*TASK:*
Write out each entry, exactly the way it appears.

*Records of labeled points:*
<<<<

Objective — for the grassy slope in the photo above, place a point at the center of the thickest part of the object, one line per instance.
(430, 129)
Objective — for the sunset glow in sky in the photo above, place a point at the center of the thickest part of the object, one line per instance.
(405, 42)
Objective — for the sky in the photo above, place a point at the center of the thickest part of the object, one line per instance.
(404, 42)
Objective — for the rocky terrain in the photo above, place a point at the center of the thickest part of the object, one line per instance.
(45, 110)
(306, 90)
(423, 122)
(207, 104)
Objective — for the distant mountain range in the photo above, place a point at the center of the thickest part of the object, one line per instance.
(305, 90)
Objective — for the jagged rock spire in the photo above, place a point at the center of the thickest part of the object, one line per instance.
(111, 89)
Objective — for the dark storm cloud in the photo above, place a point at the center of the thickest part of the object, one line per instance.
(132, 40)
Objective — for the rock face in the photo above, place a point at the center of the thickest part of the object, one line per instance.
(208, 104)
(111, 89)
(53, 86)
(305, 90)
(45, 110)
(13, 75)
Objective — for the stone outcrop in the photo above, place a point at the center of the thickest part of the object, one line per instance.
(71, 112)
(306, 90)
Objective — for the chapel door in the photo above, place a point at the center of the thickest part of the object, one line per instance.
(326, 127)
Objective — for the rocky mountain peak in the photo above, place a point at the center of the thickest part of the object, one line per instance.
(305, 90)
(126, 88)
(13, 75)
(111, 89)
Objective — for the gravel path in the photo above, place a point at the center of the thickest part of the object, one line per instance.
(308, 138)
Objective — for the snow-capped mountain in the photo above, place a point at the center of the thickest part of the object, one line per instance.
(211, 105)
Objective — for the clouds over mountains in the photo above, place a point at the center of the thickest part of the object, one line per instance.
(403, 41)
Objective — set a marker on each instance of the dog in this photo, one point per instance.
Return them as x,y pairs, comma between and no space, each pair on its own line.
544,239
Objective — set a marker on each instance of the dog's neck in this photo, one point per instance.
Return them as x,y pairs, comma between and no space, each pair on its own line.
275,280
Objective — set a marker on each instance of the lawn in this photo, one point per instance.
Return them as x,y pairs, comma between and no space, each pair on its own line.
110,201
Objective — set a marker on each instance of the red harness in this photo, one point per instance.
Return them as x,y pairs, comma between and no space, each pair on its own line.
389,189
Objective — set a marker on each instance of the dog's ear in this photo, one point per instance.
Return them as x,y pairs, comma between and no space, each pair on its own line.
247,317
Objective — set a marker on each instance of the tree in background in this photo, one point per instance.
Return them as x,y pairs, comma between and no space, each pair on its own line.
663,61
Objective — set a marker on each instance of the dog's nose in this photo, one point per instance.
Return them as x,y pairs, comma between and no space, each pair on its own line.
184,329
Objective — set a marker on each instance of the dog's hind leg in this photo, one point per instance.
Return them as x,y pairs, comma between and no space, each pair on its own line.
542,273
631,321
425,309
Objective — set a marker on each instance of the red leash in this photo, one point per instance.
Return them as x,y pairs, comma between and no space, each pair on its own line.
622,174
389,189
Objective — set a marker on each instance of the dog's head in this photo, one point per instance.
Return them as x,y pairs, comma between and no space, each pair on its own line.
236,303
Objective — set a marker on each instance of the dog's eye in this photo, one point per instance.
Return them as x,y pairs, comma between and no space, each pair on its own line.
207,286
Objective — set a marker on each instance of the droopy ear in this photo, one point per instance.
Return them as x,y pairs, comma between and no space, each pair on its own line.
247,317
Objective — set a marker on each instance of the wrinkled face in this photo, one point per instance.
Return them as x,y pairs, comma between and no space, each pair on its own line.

>>>>

*ANSWER:*
Objective — for the grassy slope in the photo above, place a point at the center of the thickest part of the object, one line per instance.
(430, 129)
Objective — for the sunset glow in sky in the photo above, place a point at the center of the thickest part of the object, one line per instance.
(405, 42)
Objective — for the sky in the photo above, place a point at the center of the thickest part of the object, one line per instance.
(404, 42)
Objective — for the rocky terrain in the photo above, place a point at the center of the thickest part of the object, one line per instance.
(45, 110)
(306, 90)
(423, 122)
(207, 104)
Objective — for the distant mountain range in the photo above, place a point at the center of the thickest part of the object, one line per instance.
(305, 90)
Objective — for the jagged rock spire in the photo above, place a point at the center of the thickest part of the object, one line per instance.
(111, 89)
Objective — for the dark storm cloud in the photo above, place a point at the center of the thickest part of the object, one line per instance.
(132, 40)
Objective — for the rock face in the photo above, place a point at the center of the thickest part of the object, one line per instance.
(208, 104)
(111, 89)
(53, 86)
(305, 90)
(45, 110)
(13, 75)
Objective — for the stone outcrop in the photo above, place a point at the center of the thickest part of the object, one line per instance.
(71, 112)
(306, 90)
Objective — for the chapel door in the photo above, place a point at the center of the thickest part of the object, one line per instance.
(326, 127)
Objective — for the rocky mountain peak in the photo above, place a point at the center of the thickest part of the object, one line per instance.
(305, 90)
(126, 88)
(13, 75)
(111, 89)
Objective — for the gravel path in the photo above, place a point at the center of the thickest part of the object, one line per instance.
(308, 138)
Objective — for the snow-capped mountain in the photo above, place a point at the center of the thickest part of the object, one line per instance.
(211, 105)
Objective — for the clouds over mountains in the photo above, place a point at the center of the thickest part of the object, one line per instance.
(403, 41)
Objective — set a marker on each instance of the dog in this photo, one point per instance.
Return them as x,y pairs, comma between and no space, each pair on its own line.
544,239
Objective — set a marker on each instance of the dog's neck in this photo, one point per instance.
Return them as x,y pairs, comma between and no space, each pair on its own line.
275,280
Objective — set a marker on each instance of the lawn in this photo, one point per instance.
Return them as x,y pairs, comma between and no space, each pair on its own line.
110,201
Objective — set a marker on each instance of the red harness in this photo, one point per instance.
Return them as x,y pairs, comma between and no space, each pair on its own line.
389,189
Objective — set a marker on each instance of the dog's ear in this photo, one point per instance.
Return them as x,y pairs, comma between and no space, each pair on its own line.
247,317
Objective — set a marker on each instance of the tree in background in this photo, one point per instance.
Return them as x,y pairs, comma between and no space, each pair on its own line.
663,61
Objective — set a marker on each instance of the dog's nose in this photo, one point per instance.
Return them as x,y pairs, comma between and no space, each pair on its own line.
184,329
Objective — set a marker on each instance of the dog's hind leg in this photo, one point per instance.
Return them as x,y pairs, comma between and no space, each pair on its own line.
542,273
631,321
425,309
Objective — set a marker on each instance of the red leash in this photo, one point per instance.
Return them as x,y pairs, comma between and no space, each pair on its own line.
622,174
389,189
Objective — set a marker on each instance of the dog's head in this photo, one point per instance.
Return them as x,y pairs, comma between and no space, each pair on its own line.
236,303
Objective — set a marker on each instance of the dog's eye in this photo, one point per instance.
Return them as x,y pairs, comma between and no space, each pair on its own line.
207,286
Objective — set a marker on each instance of the droopy ear in this photo, one point per instance.
Return them as x,y pairs, comma between and no space, each pair on its own line.
247,317
Objective — set a marker on each instance of the wrinkled face in this photo, one point per instance.
Return them as x,y pairs, comma between and no space, each pair on its own line.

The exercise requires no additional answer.